= Beginning of Section =

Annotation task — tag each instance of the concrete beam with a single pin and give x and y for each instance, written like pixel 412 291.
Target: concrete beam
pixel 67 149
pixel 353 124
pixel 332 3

= End of Section =

Print the material once more. Change nothing.

Annotation task — tag each instance of the concrete beam with a single pin and give x and y for each instance, written like pixel 412 291.
Target: concrete beam
pixel 67 149
pixel 353 124
pixel 332 3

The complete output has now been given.